• **WHAT THE EXERCISE ASKS**
Copy the data precisely, keeping every character.

━━━ SUPPLIED RECORDS ━━━

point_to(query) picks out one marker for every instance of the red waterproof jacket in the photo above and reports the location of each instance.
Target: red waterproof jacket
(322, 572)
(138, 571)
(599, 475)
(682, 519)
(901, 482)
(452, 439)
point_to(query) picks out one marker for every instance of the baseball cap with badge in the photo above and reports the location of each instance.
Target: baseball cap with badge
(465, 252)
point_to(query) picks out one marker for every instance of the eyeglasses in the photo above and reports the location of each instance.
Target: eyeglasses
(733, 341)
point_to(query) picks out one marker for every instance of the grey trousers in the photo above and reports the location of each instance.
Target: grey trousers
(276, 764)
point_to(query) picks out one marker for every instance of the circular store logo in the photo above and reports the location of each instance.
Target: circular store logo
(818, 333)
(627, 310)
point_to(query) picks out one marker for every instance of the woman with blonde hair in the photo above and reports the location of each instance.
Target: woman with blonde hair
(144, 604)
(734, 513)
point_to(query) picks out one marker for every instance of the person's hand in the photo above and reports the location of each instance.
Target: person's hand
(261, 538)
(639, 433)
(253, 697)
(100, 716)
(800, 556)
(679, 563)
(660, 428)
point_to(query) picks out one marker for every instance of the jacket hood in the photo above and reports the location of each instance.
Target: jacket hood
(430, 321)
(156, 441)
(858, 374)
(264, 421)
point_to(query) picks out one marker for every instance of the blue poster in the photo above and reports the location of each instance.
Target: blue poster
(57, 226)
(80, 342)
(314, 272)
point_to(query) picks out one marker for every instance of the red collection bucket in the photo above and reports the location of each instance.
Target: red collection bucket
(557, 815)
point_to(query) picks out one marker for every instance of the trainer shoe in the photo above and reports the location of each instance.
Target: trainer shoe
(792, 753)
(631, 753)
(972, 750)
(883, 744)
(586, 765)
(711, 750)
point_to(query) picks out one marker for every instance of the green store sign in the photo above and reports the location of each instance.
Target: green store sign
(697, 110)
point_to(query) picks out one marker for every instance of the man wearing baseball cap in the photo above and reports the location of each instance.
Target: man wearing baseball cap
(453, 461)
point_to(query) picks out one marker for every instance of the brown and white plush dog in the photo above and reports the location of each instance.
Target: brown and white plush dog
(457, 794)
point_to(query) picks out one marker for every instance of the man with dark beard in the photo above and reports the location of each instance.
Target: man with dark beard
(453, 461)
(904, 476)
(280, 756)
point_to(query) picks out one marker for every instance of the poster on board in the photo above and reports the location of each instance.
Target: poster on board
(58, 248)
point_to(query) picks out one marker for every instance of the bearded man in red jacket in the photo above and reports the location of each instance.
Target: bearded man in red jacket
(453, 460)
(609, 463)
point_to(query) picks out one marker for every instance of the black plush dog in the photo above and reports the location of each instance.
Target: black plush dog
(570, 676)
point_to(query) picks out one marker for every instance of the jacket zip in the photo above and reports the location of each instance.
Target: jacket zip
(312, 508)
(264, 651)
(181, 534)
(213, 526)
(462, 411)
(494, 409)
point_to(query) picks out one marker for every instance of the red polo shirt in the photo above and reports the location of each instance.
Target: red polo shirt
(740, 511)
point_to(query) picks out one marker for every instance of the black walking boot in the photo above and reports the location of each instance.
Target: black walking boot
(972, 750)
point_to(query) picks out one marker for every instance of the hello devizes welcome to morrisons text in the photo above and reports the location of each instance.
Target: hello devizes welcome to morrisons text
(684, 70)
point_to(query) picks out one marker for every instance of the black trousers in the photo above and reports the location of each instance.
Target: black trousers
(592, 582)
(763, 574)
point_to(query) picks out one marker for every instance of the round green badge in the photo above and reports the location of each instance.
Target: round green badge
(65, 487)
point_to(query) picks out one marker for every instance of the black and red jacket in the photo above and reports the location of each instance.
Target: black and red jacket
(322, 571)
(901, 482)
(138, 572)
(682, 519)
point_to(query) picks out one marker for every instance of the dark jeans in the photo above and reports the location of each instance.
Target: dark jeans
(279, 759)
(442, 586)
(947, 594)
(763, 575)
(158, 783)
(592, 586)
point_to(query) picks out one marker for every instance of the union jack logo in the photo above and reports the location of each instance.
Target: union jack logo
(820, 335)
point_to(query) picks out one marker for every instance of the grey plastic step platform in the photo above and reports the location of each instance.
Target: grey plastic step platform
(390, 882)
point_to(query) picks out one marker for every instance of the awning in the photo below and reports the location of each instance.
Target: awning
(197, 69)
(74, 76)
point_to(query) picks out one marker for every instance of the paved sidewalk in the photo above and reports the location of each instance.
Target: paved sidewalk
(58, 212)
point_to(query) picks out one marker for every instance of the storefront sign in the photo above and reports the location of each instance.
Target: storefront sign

━━━

• **RESULT**
point_to(query) picks out one marker for every instance of the red waterproof jacket in the photo above and reports the location of each instance.
Target: red waterproof jacket
(322, 572)
(138, 571)
(599, 475)
(682, 519)
(901, 482)
(452, 439)
point_to(query) picks out one marker for every instance of the baseball cap with badge in the photo above and reports the location of each instance.
Target: baseball cap with badge
(465, 252)
point_to(query) picks out one marker for every instance of the eyeglasses in the photo above and reports the location of each instance.
Target: eyeglasses
(733, 341)
point_to(query) picks out one marker for every instance of the grey trousers in the photo above and reports the location of each instance.
Target: grey trousers
(276, 764)
point_to(query) picks out one marker for every instance of the circular store logo in the photo above and reports the location of each instance.
Target: circular store logo
(818, 333)
(627, 310)
point_to(query) picks out one marker for every instance of the woman with blonde hair in the photo above and reports the location of each instance.
Target: woman with blonde hair
(144, 604)
(734, 513)
point_to(query) picks out one marker for every instance of the person's hand in the photo above and reports the location of each instance.
Target: person's hand
(261, 538)
(639, 433)
(253, 697)
(100, 716)
(800, 556)
(679, 563)
(660, 428)
point_to(query) picks out one marker for every instance of the jacket hood in the photo above and reports the location of each instance.
Target: jacket hood
(430, 321)
(156, 441)
(858, 374)
(264, 421)
point_to(query) picks out one marker for every instance of the blue poster in the photo above and reports the location of each instance.
Target: blue poster
(57, 226)
(80, 342)
(314, 272)
point_to(query) picks out one marker for every instance of the red collection bucket in the photo above and reports the location of each instance.
Target: red collection bucket
(557, 815)
point_to(query) picks out one marker for every instance of the trainer shoe in the photo above and reports the location of each instance.
Target: trainer shoe
(792, 753)
(631, 753)
(972, 750)
(883, 744)
(586, 765)
(711, 750)
point_to(query) picks out one marker for every instance of the green store sign in the photo above and reports the location of each instance.
Target: green store sign
(697, 110)
point_to(query) picks out one marker for every instance of the man wearing baseball cap in the photo above and reports the location of each instance.
Target: man wearing baseball cap
(453, 461)
point_to(query) picks out one marker for every instance of the brown and white plush dog in the photo above and reports the location of each instance.
Target: brown and white plush dog
(457, 794)
point_to(query) picks out one marker for every instance of the man with dark beard in the photo above and reports the location of each instance.
Target: man with dark beard
(453, 461)
(904, 476)
(280, 756)
point_to(query) picks out one marker for every instance of the poster on board in the photo above and reports the location of each instance.
Target: poster on board
(58, 248)
point_to(query) picks out one marker for every instance of the bearded man in red jacket in the photo above and reports the location of each instance.
Target: bearded man in red jacket
(453, 460)
(609, 463)
point_to(query) picks out one marker for every instance of the black plush dog in the photo above and reports the location of each instance.
Target: black plush dog
(570, 676)
point_to(query) picks out one marker for every instance of the jacket zip in the photo above and reports the location of each instance.
Target: jacket zip
(312, 508)
(264, 651)
(181, 534)
(213, 526)
(462, 411)
(494, 409)
point_to(query) picks out one marker for every instance of the red polo shirt in the photo above and reports the location of each instance.
Target: red polo shirt
(740, 511)
point_to(query) picks out one marker for every instance of the black walking boot in the photo above and reports the location of each instance.
Target: black walking boot
(972, 750)
point_to(query) picks out one marker for every instance of the hello devizes welcome to morrisons text in the photo above and reports the location of each instance.
Target: hello devizes welcome to morrisons text
(684, 70)
point_to(query) picks out one marker for every instance of the black trousers in the photo above and reports the location of each instance.
Target: black trousers
(592, 582)
(763, 574)
point_to(query) picks out one marker for every instance of the round green badge in the photo above and reports the location of each instance.
Target: round green badge
(65, 487)
point_to(query) picks out one marker for every instance of the black and red jacket in the photo above and reports the location of each instance.
Target: black and red jacket
(322, 571)
(901, 482)
(138, 572)
(682, 519)
point_to(query) picks out one marker for every instance of the dark jeans in the photo above and reports the location of each instance.
Target: dark jeans
(279, 759)
(442, 586)
(947, 594)
(763, 575)
(158, 783)
(592, 586)
point_to(query) picks out one marker for every instance of the union jack logo in the photo above and reports the location of each instance.
Target: union jack logo
(820, 335)
point_to(query) picks out one marker for every instance of the grey plastic step platform in the photo above and reports the location of each instance.
Target: grey plastic step platform
(390, 882)
point_to(query) picks out one marker for every instance of the awning in the photo below and reports the location of each instance.
Target: awning
(197, 69)
(74, 76)
point_to(query) picks out one marker for every instance of the paved sidewalk in the photo above and reports the location of each instance.
Target: paved sidewalk
(58, 212)
point_to(query) picks out one marker for every instance of the storefront sign in the photo above and reports the location of each instance.
Target: storefront sign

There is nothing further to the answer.